_Reading passage_.
>> begin

Judging
by the success of exported films and sitcoms, people worldwide find the
lives of middle-class Britons -- even, or maybe especially, the
unremarkable ones -- highly entertaining. It is upon this lucrative
territory that Mark Haddon treads for his second novel, A Spot of Bother. Many readers will fondly recall 2003’s nicely done The Curious Incident of the Dog in the Night-Time,
but as Haddon’s sophomore release is not, for one, set inside the head
of an autistic savant, they’ll also spend more than a few chapters
imagining what’s up the author’s sleeve. The answer, it turns out, is
nothing much: the book is nearly devoid of gimmickry. What we have here
is a large-cast family drama highlighted with
other-side-of-the-Atlantic humor. Haddon’s style, nearly always
disciplined and often impressive, stands alone between the reader and
some sort of Hugh Grant film novelization.
It’s
a tumultuous time for the family Hall. Not only has father George begun
to drift into the kind of post-productivity retirement anxiety that
brightens the younger generations’ outlook on a future without
pensions, he’s convinced that melanoma, misdiagnosed as eczema, has
stricken him. Motivated in part by George’s idle inattention, mother
Jean finds herself involved with her husband’s former co-worker.

>> end

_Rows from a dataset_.
>> begin

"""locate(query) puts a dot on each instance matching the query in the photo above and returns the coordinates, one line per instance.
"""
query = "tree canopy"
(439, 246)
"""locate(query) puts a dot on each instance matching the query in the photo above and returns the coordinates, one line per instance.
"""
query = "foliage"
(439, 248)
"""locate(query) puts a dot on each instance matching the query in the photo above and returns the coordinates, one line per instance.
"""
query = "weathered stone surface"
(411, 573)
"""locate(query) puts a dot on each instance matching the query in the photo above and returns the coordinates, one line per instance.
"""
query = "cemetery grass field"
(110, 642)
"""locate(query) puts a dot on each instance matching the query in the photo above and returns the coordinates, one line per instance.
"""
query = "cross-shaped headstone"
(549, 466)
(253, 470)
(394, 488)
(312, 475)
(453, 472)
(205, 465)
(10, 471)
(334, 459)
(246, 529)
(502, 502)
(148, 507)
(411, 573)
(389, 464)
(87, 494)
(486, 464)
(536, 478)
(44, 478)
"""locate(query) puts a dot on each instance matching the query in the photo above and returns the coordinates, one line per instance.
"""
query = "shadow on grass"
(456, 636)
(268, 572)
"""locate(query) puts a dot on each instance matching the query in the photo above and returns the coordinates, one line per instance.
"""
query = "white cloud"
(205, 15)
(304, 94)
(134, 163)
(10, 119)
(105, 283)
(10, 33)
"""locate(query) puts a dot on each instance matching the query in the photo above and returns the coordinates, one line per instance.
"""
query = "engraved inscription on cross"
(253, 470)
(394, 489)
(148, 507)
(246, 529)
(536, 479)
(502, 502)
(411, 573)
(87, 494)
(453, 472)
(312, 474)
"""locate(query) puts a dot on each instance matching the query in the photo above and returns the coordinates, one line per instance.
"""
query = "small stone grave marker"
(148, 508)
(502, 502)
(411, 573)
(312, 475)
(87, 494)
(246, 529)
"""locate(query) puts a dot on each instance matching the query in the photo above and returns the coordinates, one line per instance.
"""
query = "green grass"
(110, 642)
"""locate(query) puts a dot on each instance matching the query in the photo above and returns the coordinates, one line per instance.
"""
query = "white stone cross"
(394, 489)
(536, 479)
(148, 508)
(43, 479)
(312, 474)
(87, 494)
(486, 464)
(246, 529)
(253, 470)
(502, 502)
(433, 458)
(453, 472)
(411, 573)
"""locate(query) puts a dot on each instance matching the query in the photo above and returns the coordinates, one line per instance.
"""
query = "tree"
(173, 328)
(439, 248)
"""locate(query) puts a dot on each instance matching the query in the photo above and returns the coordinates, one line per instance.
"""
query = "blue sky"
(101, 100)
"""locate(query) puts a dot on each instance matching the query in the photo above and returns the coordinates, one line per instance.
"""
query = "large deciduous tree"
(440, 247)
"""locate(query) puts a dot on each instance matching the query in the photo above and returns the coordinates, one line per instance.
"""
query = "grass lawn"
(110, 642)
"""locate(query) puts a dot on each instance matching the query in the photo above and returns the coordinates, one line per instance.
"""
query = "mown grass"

>> end

_Stated exercise 1_. Write out the entire book review again, word for word.
_Stated exercise 2_. Return every line in the rows above that contains the word "white".

_Final result 1_.
Judging
by the success of exported films and sitcoms, people worldwide find the
lives of middle-class Britons -- even, or maybe especially, the
unremarkable ones -- highly entertaining. It is upon this lucrative
territory that Mark Haddon treads for his second novel, A Spot of Bother. Many readers will fondly recall 2003’s nicely done The Curious Incident of the Dog in the Night-Time,
but as Haddon’s sophomore release is not, for one, set inside the head
of an autistic savant, they’ll also spend more than a few chapters
imagining what’s up the author’s sleeve. The answer, it turns out, is
nothing much: the book is nearly devoid of gimmickry. What we have here
is a large-cast family drama highlighted with
other-side-of-the-Atlantic humor. Haddon’s style, nearly always
disciplined and often impressive, stands alone between the reader and
some sort of Hugh Grant film novelization.
It’s
a tumultuous time for the family Hall. Not only has father George begun
to drift into the kind of post-productivity retirement anxiety that
brightens the younger generations’ outlook on a future without
pensions, he’s convinced that melanoma, misdiagnosed as eczema, has
stricken him. Motivated in part by George’s idle inattention, mother
Jean finds herself involved with her husband’s former co-worker.

_Final result 2_.
query = "white cloud"
query = "white stone cross"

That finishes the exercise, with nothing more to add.